Aim:
Copy out every line of the entries below, requests included, scaling each point coordinate in the answers by 1.9 and rounding it to a whole number, with halves rounded up. Leave the requests and their format samples unchanged, and omit the pictures.

Task inputs:
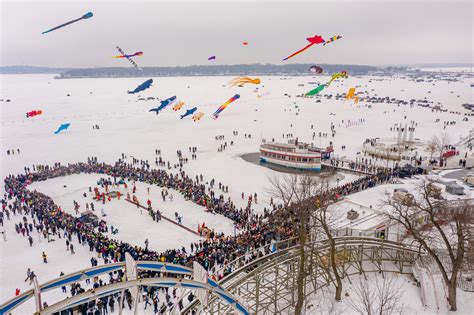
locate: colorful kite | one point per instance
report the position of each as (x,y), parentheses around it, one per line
(34,113)
(332,39)
(88,15)
(164,104)
(142,87)
(316,90)
(223,106)
(138,53)
(62,127)
(316,39)
(129,57)
(337,75)
(316,69)
(178,106)
(351,96)
(189,112)
(240,81)
(198,116)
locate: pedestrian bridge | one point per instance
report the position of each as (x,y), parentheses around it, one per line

The completed task:
locate: colorful kite | one point per instance
report the position of each as (x,y), parentheses around it, one per line
(65,215)
(631,74)
(167,29)
(312,198)
(270,165)
(600,171)
(424,201)
(262,101)
(118,241)
(600,74)
(245,108)
(640,143)
(600,131)
(338,201)
(667,182)
(359,213)
(456,154)
(376,220)
locate: pedestrian bridge | one point per instance
report the position of each as (x,y), parentheses around it, one per line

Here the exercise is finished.